> **DATA IN THIS EXERCISE**:
# # # # # # #

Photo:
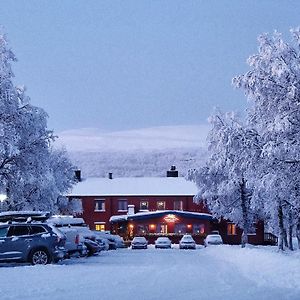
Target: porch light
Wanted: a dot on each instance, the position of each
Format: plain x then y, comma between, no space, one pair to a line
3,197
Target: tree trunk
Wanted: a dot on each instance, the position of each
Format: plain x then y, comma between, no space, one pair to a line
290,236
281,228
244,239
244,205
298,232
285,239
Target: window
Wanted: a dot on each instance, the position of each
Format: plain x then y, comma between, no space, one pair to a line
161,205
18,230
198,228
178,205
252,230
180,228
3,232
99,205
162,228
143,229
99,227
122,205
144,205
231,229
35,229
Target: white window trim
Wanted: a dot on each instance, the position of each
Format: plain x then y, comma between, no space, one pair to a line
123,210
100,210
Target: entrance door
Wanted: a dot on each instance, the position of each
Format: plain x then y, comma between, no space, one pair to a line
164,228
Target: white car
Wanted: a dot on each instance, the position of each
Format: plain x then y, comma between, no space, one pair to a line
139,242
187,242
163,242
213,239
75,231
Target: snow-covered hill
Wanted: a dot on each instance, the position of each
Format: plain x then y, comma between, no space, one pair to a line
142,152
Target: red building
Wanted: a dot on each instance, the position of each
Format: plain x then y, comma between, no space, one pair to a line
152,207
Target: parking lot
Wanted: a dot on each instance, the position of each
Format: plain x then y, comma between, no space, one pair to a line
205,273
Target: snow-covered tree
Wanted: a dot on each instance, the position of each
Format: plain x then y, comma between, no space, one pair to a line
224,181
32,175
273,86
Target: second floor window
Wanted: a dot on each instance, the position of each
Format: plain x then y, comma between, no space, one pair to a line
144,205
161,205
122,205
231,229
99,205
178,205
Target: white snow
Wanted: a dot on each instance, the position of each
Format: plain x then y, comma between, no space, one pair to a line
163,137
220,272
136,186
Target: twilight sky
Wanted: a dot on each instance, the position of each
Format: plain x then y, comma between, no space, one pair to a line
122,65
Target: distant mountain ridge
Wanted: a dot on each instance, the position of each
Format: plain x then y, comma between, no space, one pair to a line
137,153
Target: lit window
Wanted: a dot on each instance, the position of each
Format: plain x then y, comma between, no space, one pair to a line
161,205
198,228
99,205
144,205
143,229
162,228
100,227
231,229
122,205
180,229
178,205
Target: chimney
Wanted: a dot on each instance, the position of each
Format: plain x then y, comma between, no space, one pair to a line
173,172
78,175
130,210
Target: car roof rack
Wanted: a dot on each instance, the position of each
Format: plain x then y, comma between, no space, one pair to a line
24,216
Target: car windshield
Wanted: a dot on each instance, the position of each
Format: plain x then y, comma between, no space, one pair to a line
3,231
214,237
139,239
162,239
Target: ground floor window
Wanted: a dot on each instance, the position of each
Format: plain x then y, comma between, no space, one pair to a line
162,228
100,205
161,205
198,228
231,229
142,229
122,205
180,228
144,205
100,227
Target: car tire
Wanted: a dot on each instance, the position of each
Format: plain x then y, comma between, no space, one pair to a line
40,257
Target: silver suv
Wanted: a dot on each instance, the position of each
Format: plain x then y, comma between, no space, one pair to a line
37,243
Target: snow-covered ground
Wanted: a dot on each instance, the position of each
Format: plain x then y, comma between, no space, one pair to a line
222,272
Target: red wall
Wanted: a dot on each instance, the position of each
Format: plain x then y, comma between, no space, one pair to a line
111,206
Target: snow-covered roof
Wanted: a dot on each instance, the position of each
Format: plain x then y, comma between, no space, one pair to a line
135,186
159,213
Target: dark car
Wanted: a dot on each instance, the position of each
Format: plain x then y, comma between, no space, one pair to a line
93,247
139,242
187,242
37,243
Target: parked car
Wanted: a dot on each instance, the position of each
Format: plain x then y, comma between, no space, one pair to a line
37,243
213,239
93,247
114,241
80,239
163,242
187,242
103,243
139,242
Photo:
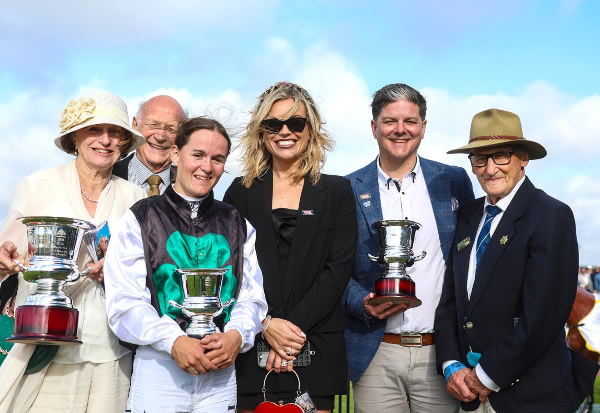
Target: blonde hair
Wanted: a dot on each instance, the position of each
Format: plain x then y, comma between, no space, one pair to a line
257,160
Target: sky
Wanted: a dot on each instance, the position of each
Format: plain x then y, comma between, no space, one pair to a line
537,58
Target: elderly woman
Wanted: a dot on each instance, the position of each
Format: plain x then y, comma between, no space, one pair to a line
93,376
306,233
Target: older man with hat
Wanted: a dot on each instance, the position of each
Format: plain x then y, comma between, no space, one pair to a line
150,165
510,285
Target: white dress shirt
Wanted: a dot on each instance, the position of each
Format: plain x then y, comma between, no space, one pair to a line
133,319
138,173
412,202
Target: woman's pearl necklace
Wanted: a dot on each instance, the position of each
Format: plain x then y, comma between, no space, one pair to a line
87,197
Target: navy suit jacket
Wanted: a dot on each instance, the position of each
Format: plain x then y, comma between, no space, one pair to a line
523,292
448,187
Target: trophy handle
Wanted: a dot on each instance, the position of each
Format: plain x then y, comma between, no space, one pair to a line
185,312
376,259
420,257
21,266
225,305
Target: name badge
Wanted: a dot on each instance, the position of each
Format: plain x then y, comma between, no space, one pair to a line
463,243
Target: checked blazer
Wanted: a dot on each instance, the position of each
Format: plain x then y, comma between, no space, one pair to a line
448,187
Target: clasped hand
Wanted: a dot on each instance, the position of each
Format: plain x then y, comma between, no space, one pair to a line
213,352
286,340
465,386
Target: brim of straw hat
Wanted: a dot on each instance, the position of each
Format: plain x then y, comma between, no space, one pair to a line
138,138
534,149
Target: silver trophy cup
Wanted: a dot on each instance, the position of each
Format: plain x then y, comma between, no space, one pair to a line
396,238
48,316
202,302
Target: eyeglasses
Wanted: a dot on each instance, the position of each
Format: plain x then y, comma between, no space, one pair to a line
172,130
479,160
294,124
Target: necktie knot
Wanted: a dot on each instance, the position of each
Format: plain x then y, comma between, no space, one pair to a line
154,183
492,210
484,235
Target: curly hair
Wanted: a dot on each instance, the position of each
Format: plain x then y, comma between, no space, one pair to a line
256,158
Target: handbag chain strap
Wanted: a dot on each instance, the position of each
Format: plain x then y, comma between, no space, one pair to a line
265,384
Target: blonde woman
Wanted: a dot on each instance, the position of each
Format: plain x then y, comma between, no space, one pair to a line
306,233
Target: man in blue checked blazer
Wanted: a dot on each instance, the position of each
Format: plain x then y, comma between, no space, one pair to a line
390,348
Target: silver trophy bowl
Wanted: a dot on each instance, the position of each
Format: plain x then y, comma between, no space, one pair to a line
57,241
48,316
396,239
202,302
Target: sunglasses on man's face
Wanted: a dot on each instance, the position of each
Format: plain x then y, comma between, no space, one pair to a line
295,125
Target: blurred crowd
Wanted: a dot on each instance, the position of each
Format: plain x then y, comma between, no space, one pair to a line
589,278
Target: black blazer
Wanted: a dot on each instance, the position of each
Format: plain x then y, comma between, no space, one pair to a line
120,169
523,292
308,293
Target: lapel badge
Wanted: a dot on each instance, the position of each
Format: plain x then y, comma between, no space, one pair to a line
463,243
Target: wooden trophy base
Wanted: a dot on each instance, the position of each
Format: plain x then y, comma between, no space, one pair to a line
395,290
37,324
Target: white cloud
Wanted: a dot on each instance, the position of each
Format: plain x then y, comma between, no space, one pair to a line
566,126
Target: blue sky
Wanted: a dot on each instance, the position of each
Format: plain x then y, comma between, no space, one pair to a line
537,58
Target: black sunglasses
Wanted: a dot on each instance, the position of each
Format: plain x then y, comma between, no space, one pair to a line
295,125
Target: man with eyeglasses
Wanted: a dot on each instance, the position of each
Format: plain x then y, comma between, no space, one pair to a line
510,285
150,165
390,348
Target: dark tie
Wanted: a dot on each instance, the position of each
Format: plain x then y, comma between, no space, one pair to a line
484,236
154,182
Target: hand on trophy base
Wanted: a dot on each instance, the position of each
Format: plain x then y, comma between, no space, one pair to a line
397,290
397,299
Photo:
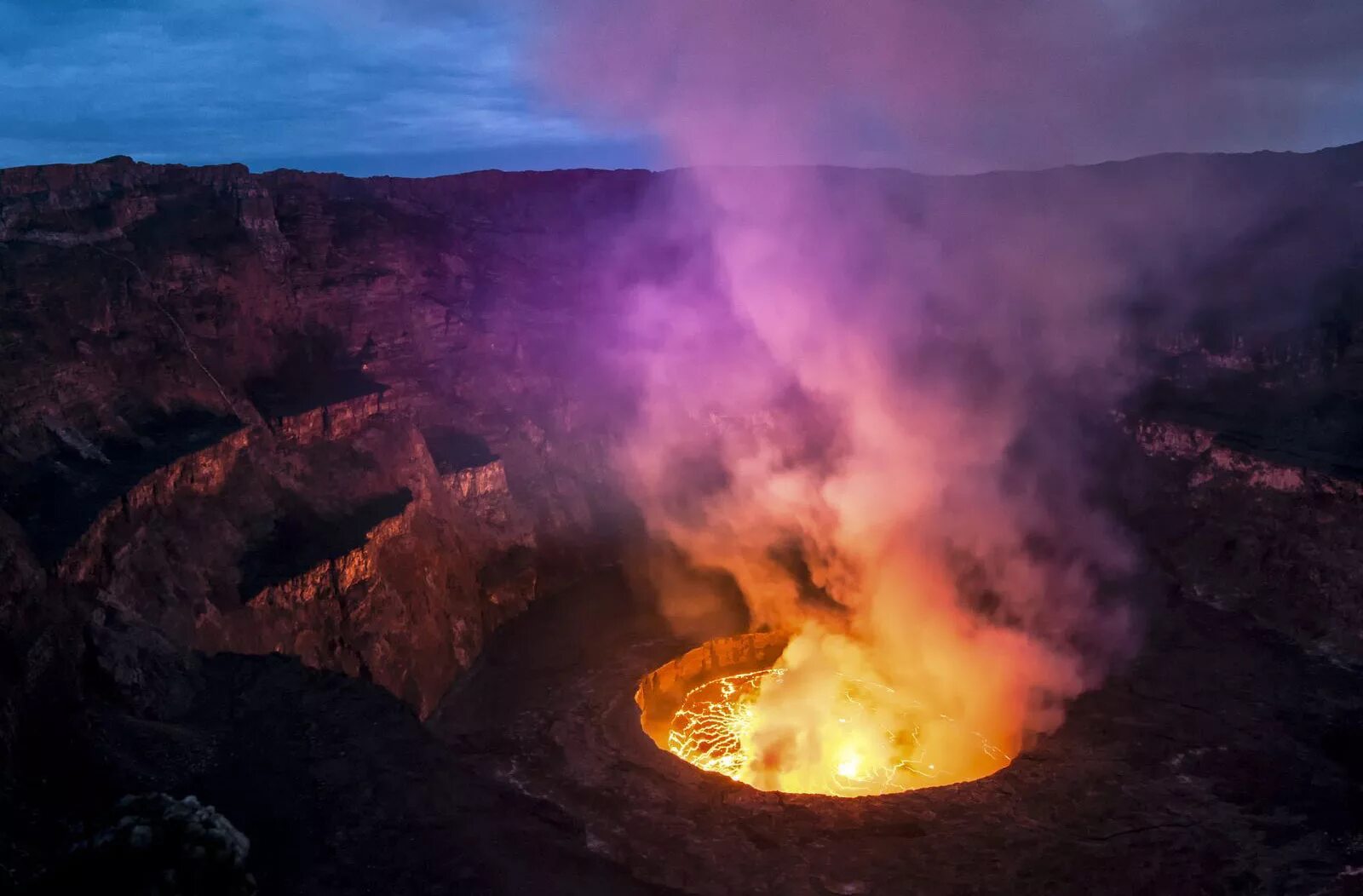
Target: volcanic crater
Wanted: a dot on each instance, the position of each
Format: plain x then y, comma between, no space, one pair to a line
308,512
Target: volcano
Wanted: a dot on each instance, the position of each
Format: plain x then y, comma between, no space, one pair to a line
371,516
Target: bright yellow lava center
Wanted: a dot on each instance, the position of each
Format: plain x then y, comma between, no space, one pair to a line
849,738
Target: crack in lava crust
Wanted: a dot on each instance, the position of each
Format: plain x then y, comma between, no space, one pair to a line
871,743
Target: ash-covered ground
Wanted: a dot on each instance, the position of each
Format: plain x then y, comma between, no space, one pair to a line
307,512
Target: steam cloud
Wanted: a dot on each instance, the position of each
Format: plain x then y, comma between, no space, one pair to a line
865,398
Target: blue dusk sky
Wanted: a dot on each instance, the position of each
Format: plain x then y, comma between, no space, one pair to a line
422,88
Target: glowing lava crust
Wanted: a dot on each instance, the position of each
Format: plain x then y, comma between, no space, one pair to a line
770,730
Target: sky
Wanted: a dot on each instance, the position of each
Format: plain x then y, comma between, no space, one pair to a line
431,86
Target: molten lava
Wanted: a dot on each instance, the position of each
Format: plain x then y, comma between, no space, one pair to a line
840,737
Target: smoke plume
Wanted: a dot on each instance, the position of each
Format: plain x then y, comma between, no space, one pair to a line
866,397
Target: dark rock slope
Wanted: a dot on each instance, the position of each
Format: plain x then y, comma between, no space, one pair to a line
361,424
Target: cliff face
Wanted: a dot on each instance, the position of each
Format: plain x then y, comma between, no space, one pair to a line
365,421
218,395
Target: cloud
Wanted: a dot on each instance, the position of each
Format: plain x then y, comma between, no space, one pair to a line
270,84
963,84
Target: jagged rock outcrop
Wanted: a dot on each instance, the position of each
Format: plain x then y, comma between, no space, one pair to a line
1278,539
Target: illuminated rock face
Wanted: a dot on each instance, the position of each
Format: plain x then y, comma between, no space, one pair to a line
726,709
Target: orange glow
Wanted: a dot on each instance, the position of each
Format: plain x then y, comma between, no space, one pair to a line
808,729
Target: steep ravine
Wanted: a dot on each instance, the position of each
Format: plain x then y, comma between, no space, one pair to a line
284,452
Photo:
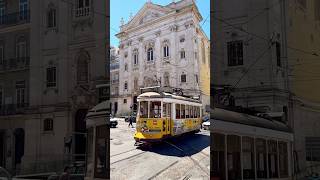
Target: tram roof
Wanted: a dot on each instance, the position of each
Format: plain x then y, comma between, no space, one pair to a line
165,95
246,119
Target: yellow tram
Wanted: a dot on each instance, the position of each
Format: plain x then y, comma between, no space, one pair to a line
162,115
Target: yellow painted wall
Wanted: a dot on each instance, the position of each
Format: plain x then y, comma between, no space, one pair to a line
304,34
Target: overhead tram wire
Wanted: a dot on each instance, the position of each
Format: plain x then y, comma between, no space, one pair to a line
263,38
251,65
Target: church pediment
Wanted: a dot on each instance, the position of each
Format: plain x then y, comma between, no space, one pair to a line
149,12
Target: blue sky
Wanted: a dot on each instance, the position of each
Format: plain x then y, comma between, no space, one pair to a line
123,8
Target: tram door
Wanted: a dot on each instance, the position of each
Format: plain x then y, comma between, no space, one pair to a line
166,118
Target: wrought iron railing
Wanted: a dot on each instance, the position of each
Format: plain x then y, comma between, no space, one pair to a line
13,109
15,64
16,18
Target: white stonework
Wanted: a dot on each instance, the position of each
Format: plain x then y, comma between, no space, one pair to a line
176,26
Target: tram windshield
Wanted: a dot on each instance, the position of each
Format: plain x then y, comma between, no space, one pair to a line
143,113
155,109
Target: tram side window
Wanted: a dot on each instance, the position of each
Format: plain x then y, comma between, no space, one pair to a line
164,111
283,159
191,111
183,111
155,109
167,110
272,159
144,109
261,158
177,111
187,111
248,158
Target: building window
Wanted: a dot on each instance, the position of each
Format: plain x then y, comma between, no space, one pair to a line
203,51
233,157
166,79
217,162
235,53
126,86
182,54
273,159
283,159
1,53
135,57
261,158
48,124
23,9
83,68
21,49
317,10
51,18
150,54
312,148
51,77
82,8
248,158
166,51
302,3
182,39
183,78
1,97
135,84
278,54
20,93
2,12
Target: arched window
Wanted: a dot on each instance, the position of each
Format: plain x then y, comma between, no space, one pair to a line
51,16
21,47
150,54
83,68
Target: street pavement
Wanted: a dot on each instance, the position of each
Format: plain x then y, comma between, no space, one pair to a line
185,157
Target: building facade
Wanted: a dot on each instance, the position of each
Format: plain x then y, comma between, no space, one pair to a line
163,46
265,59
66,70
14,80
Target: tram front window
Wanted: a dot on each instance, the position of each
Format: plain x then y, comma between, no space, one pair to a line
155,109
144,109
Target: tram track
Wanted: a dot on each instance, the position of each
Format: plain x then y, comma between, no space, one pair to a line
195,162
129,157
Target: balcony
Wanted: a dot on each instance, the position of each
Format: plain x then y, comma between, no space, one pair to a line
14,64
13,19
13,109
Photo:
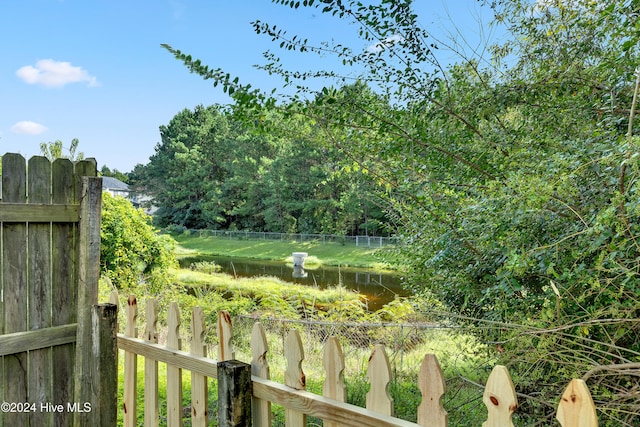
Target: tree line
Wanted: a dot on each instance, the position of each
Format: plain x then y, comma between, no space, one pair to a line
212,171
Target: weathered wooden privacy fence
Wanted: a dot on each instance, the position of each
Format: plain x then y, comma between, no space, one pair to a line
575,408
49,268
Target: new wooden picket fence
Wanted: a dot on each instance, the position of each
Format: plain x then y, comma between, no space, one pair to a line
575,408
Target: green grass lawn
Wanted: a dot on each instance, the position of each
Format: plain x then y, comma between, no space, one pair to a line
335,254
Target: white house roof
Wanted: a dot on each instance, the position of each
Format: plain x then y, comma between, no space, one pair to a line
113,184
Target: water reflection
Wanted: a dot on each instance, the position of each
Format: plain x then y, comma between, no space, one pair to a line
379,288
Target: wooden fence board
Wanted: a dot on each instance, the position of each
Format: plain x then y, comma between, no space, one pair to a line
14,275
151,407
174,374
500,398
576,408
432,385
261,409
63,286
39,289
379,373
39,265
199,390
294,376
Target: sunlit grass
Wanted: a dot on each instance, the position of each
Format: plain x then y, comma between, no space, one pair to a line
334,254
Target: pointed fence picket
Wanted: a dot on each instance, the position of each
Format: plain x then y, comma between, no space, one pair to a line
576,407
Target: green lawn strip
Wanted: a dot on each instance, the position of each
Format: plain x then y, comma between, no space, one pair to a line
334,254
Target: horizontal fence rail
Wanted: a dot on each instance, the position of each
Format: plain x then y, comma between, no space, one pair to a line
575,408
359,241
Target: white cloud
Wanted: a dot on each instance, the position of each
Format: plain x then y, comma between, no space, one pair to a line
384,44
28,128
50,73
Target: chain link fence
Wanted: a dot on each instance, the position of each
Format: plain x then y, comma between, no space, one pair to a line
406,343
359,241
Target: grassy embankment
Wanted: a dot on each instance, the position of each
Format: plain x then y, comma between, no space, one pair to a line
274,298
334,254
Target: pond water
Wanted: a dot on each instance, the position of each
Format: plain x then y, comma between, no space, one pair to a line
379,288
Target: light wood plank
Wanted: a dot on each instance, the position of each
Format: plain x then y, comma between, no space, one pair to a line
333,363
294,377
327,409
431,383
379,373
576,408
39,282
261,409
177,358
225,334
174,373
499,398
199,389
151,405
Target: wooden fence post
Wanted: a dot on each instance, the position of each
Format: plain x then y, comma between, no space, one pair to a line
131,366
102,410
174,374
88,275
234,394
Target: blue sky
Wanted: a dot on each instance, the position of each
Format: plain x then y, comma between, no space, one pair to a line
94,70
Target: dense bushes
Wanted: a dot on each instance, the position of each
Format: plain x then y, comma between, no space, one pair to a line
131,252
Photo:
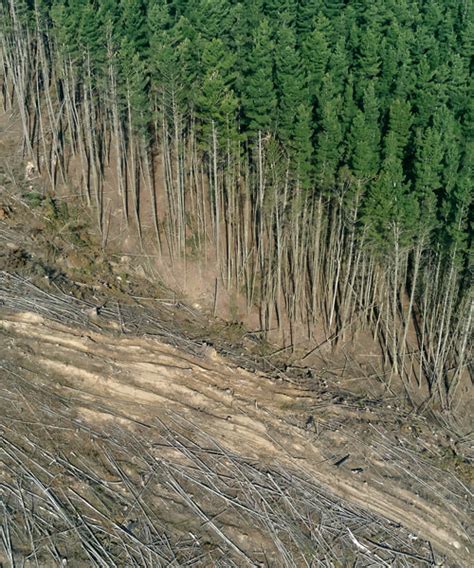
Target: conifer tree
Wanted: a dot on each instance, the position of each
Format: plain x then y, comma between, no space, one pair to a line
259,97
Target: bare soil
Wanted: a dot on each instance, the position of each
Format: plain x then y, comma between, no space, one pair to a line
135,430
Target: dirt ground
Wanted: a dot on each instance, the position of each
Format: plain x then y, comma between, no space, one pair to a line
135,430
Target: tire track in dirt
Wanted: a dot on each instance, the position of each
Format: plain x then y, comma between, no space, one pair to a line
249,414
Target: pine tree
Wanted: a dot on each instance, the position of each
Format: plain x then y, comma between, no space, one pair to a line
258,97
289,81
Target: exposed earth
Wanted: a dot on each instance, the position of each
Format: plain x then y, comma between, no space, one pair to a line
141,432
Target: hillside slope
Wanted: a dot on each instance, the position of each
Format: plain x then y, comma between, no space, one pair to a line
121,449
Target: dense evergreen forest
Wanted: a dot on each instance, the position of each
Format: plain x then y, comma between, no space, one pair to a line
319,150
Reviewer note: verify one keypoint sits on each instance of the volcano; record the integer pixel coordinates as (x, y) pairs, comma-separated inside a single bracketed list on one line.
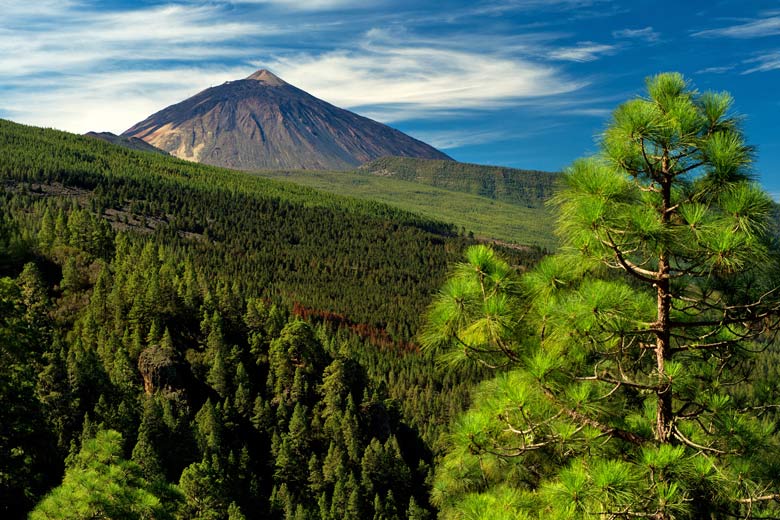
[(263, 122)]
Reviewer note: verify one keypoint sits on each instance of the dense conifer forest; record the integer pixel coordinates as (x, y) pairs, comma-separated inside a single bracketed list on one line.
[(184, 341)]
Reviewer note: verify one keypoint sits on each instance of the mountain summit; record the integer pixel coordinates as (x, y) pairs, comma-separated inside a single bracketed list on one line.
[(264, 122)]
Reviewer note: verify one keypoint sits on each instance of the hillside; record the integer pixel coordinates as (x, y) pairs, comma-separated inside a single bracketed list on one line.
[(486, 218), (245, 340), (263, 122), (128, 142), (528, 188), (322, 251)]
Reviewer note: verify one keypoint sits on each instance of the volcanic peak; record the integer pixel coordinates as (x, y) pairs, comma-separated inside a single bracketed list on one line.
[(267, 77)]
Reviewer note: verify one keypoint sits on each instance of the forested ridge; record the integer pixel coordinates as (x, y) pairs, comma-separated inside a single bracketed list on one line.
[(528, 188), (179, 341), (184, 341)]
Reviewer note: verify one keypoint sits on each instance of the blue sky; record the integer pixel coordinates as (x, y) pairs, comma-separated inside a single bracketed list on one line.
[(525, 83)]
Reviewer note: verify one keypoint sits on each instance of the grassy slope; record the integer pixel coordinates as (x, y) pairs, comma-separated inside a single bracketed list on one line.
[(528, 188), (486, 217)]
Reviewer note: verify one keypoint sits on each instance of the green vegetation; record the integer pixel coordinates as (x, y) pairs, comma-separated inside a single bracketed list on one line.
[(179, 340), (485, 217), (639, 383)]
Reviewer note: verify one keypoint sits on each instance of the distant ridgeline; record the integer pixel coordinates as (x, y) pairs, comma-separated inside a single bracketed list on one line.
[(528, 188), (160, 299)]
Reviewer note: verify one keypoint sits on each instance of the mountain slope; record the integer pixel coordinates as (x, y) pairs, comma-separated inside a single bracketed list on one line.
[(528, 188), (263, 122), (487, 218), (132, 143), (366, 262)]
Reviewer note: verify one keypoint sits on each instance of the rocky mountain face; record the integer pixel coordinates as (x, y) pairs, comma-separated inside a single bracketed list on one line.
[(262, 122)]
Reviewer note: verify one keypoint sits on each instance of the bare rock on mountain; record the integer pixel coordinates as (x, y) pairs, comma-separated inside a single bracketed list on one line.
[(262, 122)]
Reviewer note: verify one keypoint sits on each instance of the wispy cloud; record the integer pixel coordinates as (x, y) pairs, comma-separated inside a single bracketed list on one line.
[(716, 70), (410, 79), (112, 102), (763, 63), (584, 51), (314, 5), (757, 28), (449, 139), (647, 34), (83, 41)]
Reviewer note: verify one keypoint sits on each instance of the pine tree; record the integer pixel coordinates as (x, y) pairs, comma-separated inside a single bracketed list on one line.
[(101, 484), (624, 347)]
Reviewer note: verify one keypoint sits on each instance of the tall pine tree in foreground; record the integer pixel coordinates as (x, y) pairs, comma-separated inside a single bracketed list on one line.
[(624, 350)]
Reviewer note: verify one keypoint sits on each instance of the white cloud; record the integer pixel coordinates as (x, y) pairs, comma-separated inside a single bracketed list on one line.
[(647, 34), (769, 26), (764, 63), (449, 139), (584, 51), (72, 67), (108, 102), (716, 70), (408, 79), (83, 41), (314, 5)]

# # # # # # #

> **EXERCISE GOAL**: Reproduce the stretch of the listing from the line containing "Target: dense bushes" through the line containing "[(264, 122)]", both ends included, keeping every request line as it is while multiplying each point coordinate in the answers by 2.25 and rounding to the nearest whole number, with halves rounded up. Leave the pictures out of your answer.

> **THE COMPLETED TASK**:
Target: dense bushes
Wanted: a dot on each instance, the position of each
Format: plain x then y, comma between, no space, one pair to a line
295,567
Photo:
Target: conifer tree
Wanted: a dot on each instance, the position of each
Format: plain x then y, comma between, no space, one pair to a line
583,218
Target: bare soil
Wanted: a dot on each instance, the position of each
Format: plain x then y, comma between, no space, one pair to a line
304,968
Target: dirt ground
Wanted: a dot on each instance, the position of each
Format: plain x then y, comma between, no space, one pair to a line
304,968
Target: tire track in dirt
Wanted: a dot on each instance, the position of each
Format: plain x then y, comma between, no space, one pair to a line
560,932
Target: pine tree
Wanted: a dot on each instance, the position of each
Format: plain x then y, comma between, no space, one pair to a line
581,218
650,182
Target: exposed earth
Wanted: a dot on each instance, the position of each
Format: plain x then y, comma between, no space, one pair to a line
317,972
Target: hillside slope
Wanted: a dot on each instance, the position of each
Format: plain x then y, comma between, no space, one pair to a line
272,1010
Target: dense evergreen forest
Wanted: a dot on each instance, the position of each
Format: plain x then y, comma between, no space, one pair to a line
718,338
Reviewer note: verify one keypoint sits on each instance of the volcano; record the integer pixel coordinates as (x, y) pairs, comma-separated inside a single bracketed list on one line.
[(592, 275)]
Reviewer note: verify one keypoint sits on each instance of the dense conifer forest; record the integer pixel coordinates as (x, y) pairs, comma-separated inside a single bracketed list on one line.
[(414, 767)]
Reviewer note: verify one keypoint sits on each instance of the mountain summit; record the integer pixel coordinates as (x, y) pairs, comma-separated inside a single bracketed list on one line.
[(594, 275)]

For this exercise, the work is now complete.